Source document:
•••••

The responsiveness and interpretability reported were not adequate. Of the 35 patients who did receive treatment during the 6-month follow-up, only 24 completed the third questionnaire including RAND 36-HTI. This small number of patients could explain why the AUC and MIC were not significant. Furthermore, the study was conducted at a tertiary center, where women might present with more severe symptoms of PFD. Treatment options might therefore be more limited, which could explain the only slight overall improvement of PISQ-12 scores after treatment. This probably also contributed to the inability to confirm hypothesis 3 for the construct validity. In addition, the anchor used for responsiveness evaluation, the RAND 36-HTI, solely addresses one aspect of general health, while sexual function is multifactorial. It might therefore not provide an adequate comparison for this specific evaluation.

No floor or ceiling effects were found for the total score of the PISQ-12 for the patient group or the reference group. The complexity of symptoms of PFD could have contributed to the lack of floor and ceiling effects in the patient group. In the reference group ceiling effects were found only on the physical subscale. This has previously also been demonstrated in patients [29]. After treatment the physical subscale showed ceiling effects, while the other subscales did not.

•••••

Requirement 1: In the passage about the PISQ-12 study, how many of the 35 treated patients completed the third questionnaire?
Requirement 2: Write the next paragraph of the passage about the PISQ-12 study, following on from its last sentence.

•••••

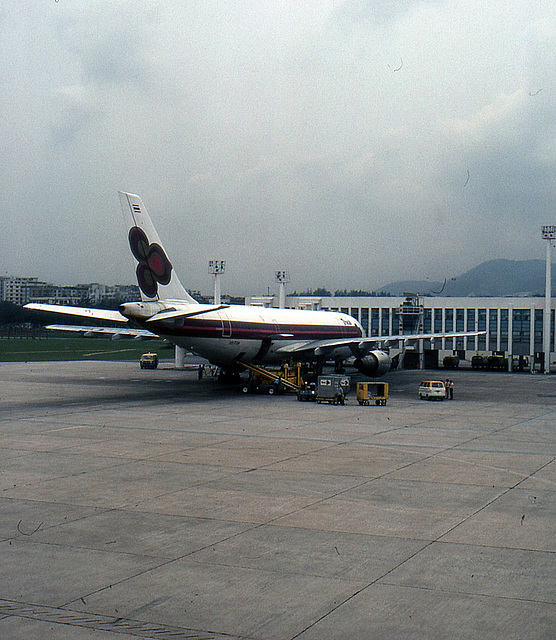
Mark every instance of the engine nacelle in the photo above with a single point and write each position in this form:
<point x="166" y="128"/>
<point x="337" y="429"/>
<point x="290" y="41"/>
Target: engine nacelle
<point x="374" y="364"/>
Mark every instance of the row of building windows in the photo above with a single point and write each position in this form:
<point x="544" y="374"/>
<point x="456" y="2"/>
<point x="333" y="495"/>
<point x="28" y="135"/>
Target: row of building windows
<point x="517" y="330"/>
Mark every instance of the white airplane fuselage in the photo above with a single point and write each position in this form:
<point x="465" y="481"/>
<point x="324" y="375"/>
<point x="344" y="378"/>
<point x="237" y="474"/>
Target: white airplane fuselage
<point x="248" y="333"/>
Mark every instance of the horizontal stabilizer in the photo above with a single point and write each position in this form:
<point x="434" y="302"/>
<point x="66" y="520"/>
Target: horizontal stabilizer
<point x="107" y="331"/>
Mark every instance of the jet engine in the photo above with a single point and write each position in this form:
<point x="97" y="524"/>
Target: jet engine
<point x="374" y="364"/>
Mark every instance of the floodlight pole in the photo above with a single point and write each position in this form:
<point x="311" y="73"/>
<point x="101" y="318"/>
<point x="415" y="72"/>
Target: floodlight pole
<point x="282" y="278"/>
<point x="217" y="268"/>
<point x="548" y="234"/>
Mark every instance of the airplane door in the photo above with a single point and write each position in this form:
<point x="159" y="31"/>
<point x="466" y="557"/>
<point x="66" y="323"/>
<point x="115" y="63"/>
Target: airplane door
<point x="226" y="326"/>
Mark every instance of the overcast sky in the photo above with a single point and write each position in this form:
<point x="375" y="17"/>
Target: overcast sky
<point x="351" y="142"/>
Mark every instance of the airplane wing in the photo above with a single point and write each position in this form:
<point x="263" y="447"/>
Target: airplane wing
<point x="115" y="332"/>
<point x="82" y="312"/>
<point x="198" y="309"/>
<point x="360" y="345"/>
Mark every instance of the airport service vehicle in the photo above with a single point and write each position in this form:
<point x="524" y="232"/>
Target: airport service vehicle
<point x="332" y="389"/>
<point x="308" y="393"/>
<point x="376" y="392"/>
<point x="148" y="361"/>
<point x="228" y="336"/>
<point x="432" y="390"/>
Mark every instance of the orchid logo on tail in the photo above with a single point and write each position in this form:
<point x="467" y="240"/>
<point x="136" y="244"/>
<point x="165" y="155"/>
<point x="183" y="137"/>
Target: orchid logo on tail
<point x="154" y="268"/>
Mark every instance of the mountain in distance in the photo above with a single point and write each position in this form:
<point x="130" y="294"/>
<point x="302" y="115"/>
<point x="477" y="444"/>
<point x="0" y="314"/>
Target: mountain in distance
<point x="491" y="278"/>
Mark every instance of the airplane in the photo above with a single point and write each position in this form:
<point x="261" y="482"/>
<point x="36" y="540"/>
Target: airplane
<point x="224" y="334"/>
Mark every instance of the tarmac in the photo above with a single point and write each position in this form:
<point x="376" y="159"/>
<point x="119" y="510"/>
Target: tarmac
<point x="149" y="504"/>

•••••

Answer area 1: 24

Answer area 2:
The strength of this study was the use of the quality criteria for the evaluation of the measurement properties tested, as proposed by Terwee et al. [25]. Also, the use of a reference group enabled clarification of differences in sexual function between patients with PFD and a reference population. There are some limitations to this study. First, item 12 was altered during the layout process. In our opinion, errors can (and will) always occur. If an error does occur, we think it best to acknowledge it and try to correct for it in the analysis. Second, the small number of patients during our 6-month follow-up made it difficult to properly assess the responsiveness of the Dutch PISQ-12. Third, the PISQ-12 can only be used in sexually active women. Consequently, an assessment of sexual dysfunction in sexually inactive women cannot be performed. The PISQ-IR is a new questionnaire that does take sexual function and activity or inactivity into account [30]. Therefore, the PISQ-IR can be used in all patients presenting with symptoms of PFD. However, currently no validated Dutch version is available. The actual use of the Dutch PISQ-12 might affect treatment in sexually active women. It would be worthwhile to evaluate the impact of the use of the Dutch PISQ-12 in clinical practice.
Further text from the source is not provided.